■ Directions for this task:
Exclude the pictures, then restate exactly each line of the data below from the first through the line containing "positive clicks: (318, 172)".

■ Data:
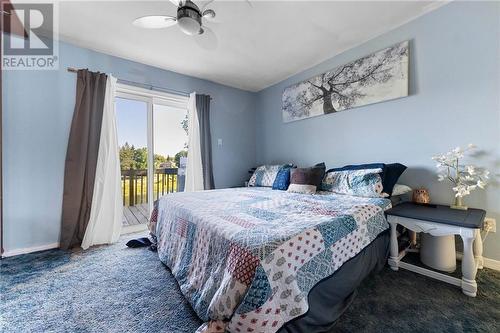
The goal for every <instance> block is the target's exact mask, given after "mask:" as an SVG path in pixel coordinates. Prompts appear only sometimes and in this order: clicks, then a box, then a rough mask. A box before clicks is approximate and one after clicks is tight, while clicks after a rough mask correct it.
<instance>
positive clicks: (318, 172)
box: [288, 163, 326, 194]
mask: <svg viewBox="0 0 500 333" xmlns="http://www.w3.org/2000/svg"><path fill="white" fill-rule="evenodd" d="M325 170H326V167H325V163H318V164H316V165H315V166H313V167H312V168H296V169H291V170H290V186H288V192H294V193H302V194H314V193H316V190H317V189H318V188H319V186H320V185H321V180H322V179H323V176H324V175H325Z"/></svg>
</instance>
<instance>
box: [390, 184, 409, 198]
mask: <svg viewBox="0 0 500 333" xmlns="http://www.w3.org/2000/svg"><path fill="white" fill-rule="evenodd" d="M412 191H413V190H412V189H411V187H409V186H406V185H403V184H396V185H394V188H393V189H392V195H393V196H398V195H403V194H406V193H409V192H412Z"/></svg>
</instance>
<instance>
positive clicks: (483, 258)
mask: <svg viewBox="0 0 500 333" xmlns="http://www.w3.org/2000/svg"><path fill="white" fill-rule="evenodd" d="M462 257H463V253H462V252H458V251H457V259H458V260H462ZM483 267H486V268H489V269H493V270H495V271H499V272H500V260H495V259H491V258H486V257H483Z"/></svg>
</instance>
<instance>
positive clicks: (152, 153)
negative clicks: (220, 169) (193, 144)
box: [115, 85, 187, 226]
mask: <svg viewBox="0 0 500 333" xmlns="http://www.w3.org/2000/svg"><path fill="white" fill-rule="evenodd" d="M115 103H116V104H115V105H116V118H117V127H118V128H117V131H118V142H119V145H120V166H121V179H122V182H121V187H122V195H123V206H124V209H123V211H124V213H123V224H124V226H128V225H140V224H146V223H148V221H149V217H150V215H151V211H152V208H153V203H154V201H155V200H157V199H158V198H160V197H161V196H163V195H168V194H169V193H173V192H178V191H183V190H184V170H185V165H186V161H187V97H184V96H176V95H171V94H162V93H156V92H152V91H148V90H145V89H140V88H135V87H130V86H123V85H119V88H118V93H117V97H116V101H115Z"/></svg>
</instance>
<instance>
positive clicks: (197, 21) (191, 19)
mask: <svg viewBox="0 0 500 333" xmlns="http://www.w3.org/2000/svg"><path fill="white" fill-rule="evenodd" d="M177 24H178V25H179V28H180V29H181V30H182V32H184V33H185V34H187V35H191V36H192V35H199V34H201V33H202V32H203V30H202V29H201V15H200V12H199V11H198V10H196V9H195V8H191V7H188V6H185V7H181V8H179V9H178V10H177Z"/></svg>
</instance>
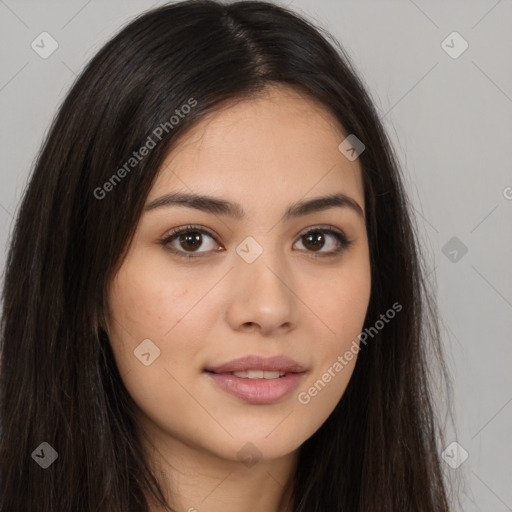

■ Exercise response:
The goal for every <instance> block is the target's exact mask, given after "mask:" as an SVG path in pixel coordinates. Prompts appear only sometimes and in this order: clicks, then a box, then a rough mask. A box before clicks is approximate and one after clicks is tight, while clicks after a rough mask correct it.
<instance>
positive clicks: (318, 172)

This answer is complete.